== TO DO ==
Pick out every line in the records below that contains the string "outline", matching case exactly, and copy each of those lines in full.

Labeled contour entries
* * * * * * *

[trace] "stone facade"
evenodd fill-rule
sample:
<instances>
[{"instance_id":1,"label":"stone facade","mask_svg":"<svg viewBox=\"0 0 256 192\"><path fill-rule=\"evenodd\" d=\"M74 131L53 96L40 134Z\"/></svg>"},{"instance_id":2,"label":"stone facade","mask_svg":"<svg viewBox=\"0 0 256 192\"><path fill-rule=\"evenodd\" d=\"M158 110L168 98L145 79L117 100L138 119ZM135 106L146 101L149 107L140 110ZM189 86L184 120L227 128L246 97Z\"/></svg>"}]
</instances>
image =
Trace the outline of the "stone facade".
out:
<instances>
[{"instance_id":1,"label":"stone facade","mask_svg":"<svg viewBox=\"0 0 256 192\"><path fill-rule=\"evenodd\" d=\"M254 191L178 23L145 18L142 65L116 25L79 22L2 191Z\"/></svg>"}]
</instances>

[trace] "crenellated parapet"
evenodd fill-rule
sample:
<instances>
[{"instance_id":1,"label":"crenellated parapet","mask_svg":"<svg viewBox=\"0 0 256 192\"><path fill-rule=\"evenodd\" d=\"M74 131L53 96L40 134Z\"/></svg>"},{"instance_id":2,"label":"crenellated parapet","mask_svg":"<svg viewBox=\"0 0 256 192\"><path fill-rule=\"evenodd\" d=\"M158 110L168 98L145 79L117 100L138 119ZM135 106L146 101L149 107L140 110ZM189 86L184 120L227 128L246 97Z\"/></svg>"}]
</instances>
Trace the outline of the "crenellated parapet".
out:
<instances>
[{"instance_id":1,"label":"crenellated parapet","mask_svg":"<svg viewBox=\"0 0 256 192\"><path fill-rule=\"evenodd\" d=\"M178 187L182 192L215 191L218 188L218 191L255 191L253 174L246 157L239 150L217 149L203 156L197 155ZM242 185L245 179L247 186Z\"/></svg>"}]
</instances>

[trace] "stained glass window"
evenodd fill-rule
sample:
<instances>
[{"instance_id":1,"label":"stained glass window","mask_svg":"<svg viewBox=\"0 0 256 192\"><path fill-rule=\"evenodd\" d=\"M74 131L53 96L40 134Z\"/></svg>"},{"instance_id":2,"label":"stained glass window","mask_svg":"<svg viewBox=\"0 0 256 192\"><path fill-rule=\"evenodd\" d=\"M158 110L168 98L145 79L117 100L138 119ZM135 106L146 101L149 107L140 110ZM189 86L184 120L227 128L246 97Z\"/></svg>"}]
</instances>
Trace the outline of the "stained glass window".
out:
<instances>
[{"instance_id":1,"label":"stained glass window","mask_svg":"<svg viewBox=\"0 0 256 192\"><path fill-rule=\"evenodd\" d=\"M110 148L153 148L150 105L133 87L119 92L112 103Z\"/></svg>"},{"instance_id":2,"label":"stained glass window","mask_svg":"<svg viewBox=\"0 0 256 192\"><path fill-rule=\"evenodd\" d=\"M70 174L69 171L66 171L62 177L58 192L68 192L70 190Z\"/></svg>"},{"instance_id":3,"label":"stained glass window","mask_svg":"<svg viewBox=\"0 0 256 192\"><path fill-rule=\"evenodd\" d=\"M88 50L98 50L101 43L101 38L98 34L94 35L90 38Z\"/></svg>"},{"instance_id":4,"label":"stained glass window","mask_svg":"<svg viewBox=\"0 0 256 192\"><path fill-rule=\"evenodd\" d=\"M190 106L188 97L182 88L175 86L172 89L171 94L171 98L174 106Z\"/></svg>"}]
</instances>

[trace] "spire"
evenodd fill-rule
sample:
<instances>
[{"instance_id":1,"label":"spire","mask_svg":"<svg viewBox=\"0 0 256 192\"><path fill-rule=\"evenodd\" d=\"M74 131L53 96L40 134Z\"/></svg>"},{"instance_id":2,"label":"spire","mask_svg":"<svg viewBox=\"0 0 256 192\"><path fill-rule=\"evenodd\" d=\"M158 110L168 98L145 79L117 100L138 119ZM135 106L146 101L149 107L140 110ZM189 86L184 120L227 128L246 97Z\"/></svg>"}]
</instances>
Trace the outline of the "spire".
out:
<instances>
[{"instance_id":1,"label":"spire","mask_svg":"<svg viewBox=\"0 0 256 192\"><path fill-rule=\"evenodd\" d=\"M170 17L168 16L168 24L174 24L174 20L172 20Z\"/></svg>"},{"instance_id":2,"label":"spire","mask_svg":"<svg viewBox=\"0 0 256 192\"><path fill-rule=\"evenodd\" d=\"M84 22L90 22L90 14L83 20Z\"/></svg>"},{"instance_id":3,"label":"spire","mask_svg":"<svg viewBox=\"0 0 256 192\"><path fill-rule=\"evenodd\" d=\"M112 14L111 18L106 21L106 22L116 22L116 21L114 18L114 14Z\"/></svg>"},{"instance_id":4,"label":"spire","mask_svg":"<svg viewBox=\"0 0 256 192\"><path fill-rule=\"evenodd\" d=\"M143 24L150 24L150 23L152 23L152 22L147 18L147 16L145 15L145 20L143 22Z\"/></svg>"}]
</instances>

* * * * * * *

== SOLUTION TO THIS EXERCISE ==
Trace the outline of the "stone facade".
Trace the outline of the "crenellated parapet".
Trace the outline of the "stained glass window".
Trace the outline of the "spire".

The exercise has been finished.